▸ TEXT SHOWN:
******
Army Research Laboratory (ARL)Army Research Office (ARO)
Multi-disciplinary University Research Initiative (MURI)
MURI supports university research efforts intersecting more than one traditional science and engineering discipline. Multidisciplinary research teaming not only accelerates research progress in areas particularly suited to this approach by cross-fertilization of ideas but also helps to hasten the transition of basic research findings to practical application. By supporting team efforts, MURI complements other DoD programs that support university research through single-investigator awards.
Defense Advanced Research Project Agency
Super Molecular Photonics Engineering (MORPH)
******
▸ DATA SECTION:
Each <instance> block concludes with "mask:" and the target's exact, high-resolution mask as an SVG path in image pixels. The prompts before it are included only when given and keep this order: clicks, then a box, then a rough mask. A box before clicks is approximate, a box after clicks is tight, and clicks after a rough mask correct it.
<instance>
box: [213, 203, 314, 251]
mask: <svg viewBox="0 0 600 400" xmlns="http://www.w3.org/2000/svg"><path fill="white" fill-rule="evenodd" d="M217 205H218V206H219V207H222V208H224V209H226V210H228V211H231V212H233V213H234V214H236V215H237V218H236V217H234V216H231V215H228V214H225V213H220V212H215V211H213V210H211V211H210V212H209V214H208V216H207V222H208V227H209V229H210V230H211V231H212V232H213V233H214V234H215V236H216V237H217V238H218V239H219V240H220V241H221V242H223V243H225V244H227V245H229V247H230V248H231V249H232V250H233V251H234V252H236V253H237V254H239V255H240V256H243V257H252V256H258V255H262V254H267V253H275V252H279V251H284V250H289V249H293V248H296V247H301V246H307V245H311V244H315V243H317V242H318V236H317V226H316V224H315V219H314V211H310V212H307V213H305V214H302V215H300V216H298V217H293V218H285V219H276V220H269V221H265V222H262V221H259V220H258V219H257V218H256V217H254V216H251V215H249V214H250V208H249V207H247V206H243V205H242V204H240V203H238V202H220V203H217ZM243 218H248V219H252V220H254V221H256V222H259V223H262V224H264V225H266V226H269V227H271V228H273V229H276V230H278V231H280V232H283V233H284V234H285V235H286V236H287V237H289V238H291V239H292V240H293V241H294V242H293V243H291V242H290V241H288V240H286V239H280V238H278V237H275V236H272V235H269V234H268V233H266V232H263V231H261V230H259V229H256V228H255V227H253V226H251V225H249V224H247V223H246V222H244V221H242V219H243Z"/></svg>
******
▸ TASK TO CARRY OUT:
Answer these questions from the text on research programs above.
(a) What does MURI stand for?
(b) Through what kind of awards do other DoD programs support university research?
(c) What abbreviation is given for Super Molecular Photonics Engineering?

▸ ANSWER BOX:
(a) Multi-disciplinary University Research Initiative
(b) Single-investigator awards
(c) MORPH